• Data excerpts:

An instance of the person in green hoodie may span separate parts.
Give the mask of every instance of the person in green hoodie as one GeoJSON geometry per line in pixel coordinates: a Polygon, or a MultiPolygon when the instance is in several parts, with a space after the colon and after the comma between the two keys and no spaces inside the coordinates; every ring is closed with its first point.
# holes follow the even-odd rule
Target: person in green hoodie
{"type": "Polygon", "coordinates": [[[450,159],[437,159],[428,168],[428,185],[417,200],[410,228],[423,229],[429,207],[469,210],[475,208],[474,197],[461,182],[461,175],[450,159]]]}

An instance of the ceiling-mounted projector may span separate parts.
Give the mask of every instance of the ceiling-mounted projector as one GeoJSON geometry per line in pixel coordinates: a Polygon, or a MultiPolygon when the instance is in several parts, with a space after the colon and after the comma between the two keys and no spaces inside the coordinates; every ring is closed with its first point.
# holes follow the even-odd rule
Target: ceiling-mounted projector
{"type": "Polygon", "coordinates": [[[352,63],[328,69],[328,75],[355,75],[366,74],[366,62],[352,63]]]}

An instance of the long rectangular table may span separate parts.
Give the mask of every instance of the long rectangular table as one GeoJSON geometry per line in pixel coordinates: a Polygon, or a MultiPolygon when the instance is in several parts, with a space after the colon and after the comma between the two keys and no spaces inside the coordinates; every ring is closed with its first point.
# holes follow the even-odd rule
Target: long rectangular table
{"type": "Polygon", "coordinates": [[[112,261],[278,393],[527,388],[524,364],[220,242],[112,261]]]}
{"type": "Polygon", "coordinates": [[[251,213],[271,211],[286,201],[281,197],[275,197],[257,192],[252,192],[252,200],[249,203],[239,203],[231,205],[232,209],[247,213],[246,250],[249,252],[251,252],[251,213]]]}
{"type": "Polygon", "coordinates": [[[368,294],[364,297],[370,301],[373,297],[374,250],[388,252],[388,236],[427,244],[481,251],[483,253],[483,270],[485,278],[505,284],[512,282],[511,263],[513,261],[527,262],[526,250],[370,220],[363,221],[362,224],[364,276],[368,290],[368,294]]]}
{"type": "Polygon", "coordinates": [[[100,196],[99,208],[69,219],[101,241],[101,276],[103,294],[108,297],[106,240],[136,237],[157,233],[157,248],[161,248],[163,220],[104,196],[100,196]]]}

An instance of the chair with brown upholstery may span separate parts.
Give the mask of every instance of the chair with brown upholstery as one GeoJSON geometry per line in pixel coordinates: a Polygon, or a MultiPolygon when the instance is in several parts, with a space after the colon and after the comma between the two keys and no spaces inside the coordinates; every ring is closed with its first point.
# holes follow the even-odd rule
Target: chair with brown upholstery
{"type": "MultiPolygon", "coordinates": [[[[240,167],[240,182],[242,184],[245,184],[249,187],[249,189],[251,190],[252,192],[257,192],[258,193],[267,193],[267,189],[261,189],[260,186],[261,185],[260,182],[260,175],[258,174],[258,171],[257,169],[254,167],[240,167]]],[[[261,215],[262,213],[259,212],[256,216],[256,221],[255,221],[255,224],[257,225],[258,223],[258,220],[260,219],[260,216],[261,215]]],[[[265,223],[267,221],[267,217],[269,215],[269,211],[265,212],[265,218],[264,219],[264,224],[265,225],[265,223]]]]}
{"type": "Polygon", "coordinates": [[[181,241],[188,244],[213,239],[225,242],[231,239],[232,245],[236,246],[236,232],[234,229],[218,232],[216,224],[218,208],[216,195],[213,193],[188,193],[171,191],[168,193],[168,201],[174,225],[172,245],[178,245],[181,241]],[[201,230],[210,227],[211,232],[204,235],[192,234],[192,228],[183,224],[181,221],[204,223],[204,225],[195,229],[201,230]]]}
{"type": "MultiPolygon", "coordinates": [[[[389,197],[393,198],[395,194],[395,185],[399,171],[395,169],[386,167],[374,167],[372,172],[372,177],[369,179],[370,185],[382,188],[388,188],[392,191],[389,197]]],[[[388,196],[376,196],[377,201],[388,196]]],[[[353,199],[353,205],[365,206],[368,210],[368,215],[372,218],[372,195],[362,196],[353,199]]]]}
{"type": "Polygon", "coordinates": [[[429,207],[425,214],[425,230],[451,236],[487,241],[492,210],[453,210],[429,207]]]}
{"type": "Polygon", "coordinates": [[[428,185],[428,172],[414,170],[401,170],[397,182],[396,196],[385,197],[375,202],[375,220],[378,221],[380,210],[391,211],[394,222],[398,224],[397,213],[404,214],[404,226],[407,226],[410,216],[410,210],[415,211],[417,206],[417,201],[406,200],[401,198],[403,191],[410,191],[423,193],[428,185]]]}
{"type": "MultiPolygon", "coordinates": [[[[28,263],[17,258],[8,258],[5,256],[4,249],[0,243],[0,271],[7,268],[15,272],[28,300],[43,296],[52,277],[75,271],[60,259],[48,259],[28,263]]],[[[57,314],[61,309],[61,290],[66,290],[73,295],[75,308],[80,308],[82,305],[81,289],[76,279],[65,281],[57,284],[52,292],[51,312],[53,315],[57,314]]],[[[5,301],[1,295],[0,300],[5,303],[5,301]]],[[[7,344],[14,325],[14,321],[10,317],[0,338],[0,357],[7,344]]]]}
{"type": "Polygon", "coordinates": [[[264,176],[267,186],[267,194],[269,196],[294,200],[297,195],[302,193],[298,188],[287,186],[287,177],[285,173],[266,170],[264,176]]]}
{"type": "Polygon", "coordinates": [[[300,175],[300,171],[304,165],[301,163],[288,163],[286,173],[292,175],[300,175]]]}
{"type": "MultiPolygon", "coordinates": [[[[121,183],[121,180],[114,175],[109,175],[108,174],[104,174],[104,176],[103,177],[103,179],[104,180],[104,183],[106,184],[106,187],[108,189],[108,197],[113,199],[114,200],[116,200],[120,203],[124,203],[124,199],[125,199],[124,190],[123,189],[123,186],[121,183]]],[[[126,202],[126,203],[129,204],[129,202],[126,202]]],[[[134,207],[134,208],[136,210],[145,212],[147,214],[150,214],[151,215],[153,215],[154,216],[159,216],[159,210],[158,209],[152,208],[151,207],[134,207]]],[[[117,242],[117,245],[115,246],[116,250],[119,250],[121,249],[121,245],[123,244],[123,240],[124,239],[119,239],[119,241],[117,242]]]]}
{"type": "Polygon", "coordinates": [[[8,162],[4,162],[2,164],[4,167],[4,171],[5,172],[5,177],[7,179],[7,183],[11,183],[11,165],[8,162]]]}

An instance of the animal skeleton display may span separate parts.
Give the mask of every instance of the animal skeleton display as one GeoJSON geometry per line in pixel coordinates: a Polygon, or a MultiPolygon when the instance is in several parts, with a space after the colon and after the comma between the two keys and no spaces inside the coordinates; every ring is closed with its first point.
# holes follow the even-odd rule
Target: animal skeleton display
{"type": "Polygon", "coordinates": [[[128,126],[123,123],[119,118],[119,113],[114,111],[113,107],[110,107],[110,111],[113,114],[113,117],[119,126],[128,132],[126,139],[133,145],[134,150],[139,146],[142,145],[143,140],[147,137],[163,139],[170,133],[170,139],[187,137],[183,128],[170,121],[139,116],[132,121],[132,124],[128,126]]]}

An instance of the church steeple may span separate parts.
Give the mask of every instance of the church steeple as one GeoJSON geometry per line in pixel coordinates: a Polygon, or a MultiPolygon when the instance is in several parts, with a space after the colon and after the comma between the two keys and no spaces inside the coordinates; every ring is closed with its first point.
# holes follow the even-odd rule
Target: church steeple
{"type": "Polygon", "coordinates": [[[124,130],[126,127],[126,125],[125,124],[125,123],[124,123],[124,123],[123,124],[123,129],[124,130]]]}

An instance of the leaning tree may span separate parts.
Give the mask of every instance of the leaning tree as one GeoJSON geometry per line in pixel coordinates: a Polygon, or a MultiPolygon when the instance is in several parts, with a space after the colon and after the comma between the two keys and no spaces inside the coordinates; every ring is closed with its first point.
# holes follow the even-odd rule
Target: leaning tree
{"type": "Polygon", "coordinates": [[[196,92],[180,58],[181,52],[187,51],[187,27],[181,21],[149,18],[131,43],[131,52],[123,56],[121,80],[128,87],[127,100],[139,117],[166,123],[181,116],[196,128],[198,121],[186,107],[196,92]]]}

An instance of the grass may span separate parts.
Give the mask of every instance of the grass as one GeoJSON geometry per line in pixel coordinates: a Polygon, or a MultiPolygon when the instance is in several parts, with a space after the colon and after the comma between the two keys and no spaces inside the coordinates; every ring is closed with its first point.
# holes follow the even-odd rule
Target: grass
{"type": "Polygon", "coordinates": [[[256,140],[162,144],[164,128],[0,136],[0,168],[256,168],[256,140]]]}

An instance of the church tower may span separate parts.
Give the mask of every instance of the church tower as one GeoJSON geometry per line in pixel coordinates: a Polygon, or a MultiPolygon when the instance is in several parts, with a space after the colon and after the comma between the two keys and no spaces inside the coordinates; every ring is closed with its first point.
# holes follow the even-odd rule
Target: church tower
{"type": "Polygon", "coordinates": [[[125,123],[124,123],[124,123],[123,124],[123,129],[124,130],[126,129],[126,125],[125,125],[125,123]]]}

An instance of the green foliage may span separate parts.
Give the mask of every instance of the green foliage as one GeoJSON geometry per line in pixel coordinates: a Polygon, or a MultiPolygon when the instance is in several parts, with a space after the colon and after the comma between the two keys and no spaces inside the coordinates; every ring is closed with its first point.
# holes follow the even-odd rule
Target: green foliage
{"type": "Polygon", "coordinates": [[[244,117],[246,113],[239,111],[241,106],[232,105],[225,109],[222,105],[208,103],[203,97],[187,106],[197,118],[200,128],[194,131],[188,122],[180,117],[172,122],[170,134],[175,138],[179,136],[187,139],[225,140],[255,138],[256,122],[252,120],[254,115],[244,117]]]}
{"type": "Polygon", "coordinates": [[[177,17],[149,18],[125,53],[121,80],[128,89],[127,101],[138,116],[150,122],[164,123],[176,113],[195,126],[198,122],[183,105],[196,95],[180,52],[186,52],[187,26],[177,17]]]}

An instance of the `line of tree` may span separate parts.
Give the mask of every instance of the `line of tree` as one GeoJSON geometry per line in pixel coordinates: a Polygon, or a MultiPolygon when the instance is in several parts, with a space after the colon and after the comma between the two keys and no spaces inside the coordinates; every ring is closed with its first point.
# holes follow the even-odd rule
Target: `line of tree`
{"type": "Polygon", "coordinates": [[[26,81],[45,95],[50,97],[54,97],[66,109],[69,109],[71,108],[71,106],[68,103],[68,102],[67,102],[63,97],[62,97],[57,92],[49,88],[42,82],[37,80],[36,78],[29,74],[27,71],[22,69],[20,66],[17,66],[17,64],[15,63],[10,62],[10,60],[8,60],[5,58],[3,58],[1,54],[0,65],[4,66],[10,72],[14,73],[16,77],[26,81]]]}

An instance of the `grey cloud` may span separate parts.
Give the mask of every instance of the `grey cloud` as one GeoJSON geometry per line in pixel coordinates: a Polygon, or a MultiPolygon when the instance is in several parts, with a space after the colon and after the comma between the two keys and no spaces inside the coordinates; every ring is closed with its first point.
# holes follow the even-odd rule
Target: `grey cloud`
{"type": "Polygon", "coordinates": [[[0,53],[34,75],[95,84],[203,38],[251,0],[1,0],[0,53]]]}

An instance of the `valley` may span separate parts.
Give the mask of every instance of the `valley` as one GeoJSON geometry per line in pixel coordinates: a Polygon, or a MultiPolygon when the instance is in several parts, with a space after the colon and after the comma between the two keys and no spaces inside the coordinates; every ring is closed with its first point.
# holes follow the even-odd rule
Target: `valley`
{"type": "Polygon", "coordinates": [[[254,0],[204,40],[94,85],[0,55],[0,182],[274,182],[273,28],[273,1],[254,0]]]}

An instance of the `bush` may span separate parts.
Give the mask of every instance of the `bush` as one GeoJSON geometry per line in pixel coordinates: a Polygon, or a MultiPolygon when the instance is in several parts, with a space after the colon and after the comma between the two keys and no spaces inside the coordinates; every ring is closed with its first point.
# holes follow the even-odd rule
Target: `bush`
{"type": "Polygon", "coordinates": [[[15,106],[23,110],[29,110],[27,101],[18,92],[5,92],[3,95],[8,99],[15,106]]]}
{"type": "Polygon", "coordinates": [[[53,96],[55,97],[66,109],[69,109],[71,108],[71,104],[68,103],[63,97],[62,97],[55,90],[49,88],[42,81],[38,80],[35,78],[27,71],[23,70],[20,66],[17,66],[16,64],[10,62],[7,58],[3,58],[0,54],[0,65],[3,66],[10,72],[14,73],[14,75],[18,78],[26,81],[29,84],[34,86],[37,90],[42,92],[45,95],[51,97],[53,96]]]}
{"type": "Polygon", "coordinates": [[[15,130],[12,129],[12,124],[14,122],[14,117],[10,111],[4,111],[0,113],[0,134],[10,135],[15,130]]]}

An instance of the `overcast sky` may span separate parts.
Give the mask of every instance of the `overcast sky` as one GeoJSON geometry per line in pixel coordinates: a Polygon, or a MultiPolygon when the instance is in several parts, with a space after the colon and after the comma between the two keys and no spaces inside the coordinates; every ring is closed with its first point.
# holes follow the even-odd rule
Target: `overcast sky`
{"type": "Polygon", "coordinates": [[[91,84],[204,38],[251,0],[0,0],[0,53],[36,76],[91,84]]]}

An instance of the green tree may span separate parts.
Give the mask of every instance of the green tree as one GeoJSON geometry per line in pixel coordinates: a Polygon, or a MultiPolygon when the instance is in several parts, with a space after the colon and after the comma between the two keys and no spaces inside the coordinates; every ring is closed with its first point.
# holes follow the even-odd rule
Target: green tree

• Prompt:
Rewrite the lines from the first one through the line containing "Target: person in green hoodie", substituting "nonzero winding" for "even-odd" and leaving everything else unchanged.

• Answer below:
An instance of the person in green hoodie may span separate parts.
Give the mask of every instance of the person in green hoodie as one GeoJSON geometry per line in pixel coordinates: a Polygon, or a MultiPolygon when the instance is in several parts, with a space after the colon and after the comma between the two keys and no spaces inside the coordinates; every ring is closed with its first point.
# holes follow the nonzero winding rule
Target: person in green hoodie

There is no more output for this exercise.